** Opening Dataset block **

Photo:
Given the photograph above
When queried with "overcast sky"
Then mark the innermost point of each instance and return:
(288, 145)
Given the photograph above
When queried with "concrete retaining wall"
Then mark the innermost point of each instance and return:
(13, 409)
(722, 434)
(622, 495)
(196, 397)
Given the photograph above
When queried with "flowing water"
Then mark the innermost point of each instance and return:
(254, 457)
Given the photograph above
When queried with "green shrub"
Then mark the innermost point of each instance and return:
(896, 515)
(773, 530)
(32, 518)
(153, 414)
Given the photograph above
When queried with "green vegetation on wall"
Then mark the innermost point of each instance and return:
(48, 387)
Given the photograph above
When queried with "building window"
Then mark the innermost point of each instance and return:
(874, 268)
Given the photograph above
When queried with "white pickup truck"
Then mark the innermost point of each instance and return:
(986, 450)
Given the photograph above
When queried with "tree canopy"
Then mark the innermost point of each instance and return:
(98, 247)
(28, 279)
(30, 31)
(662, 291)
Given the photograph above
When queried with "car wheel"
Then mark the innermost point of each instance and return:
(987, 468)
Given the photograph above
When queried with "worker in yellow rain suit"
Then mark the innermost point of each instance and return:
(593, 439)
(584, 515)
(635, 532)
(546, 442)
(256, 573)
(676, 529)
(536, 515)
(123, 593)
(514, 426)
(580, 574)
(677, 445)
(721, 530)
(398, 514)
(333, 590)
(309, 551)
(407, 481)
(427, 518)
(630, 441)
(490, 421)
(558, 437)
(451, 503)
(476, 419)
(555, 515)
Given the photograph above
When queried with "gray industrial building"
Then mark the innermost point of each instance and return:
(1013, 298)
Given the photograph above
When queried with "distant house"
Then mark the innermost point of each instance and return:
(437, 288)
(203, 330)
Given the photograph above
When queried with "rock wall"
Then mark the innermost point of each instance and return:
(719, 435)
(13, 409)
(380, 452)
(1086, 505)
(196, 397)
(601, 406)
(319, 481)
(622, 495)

** Closing Dataset block **

What to work on:
Your reply must contain each entry, reproduced exactly.

Response area:
Photo:
Given the photograph above
When queried with "overcast sky"
Then mark the innermost point of each instance and return:
(288, 145)
Given the photograph above
When queried with "concrete retaining wall"
Then mark the innermost point of each instance and return:
(13, 409)
(722, 434)
(622, 495)
(196, 397)
Given the photograph above
When queried with "flowing water"
Then mark the innermost point of each instance and return:
(254, 457)
Given the photograph above
When queried with "green shrub"
Then mark the innermost point of each instance and return:
(896, 515)
(773, 530)
(32, 518)
(153, 414)
Given the photograph above
When queried with "green vegetation on wall"
Then mark the innermost point of each instance and return:
(48, 387)
Given the photograph above
When queried with "building window"
Then mark the innermost point of each instance and return:
(874, 268)
Given the photograph above
When queried with "white pickup truck"
Then mark the innermost point of each instance and return:
(986, 450)
Given the photograph above
When queried with "tree canopy"
Then mark the innermost point of each instance and return:
(98, 247)
(28, 279)
(30, 31)
(662, 291)
Given the photograph above
When queried with "car wheel"
Then mark the innermost point of each instance and return:
(987, 468)
Given the photograph above
When queried with "worker in yellow rain suit"
Then mark the innermost point of each instance and return:
(593, 439)
(584, 515)
(635, 532)
(546, 442)
(256, 573)
(676, 529)
(536, 515)
(123, 593)
(514, 426)
(580, 574)
(677, 445)
(721, 530)
(398, 514)
(333, 590)
(309, 551)
(407, 481)
(427, 518)
(630, 441)
(490, 421)
(558, 437)
(451, 503)
(476, 419)
(555, 515)
Given the photograph above
When queried with "gray industrial building"
Then mark the innermost point of each instance and return:
(1013, 298)
Given the photograph above
When queried with "distant house"
Then mark the innermost point of each instance and return:
(437, 288)
(203, 330)
Given the photograph above
When queried with "rock wall"
Then mark the innermost point of each instance and return:
(719, 435)
(13, 409)
(380, 452)
(1086, 505)
(196, 397)
(601, 406)
(319, 481)
(622, 495)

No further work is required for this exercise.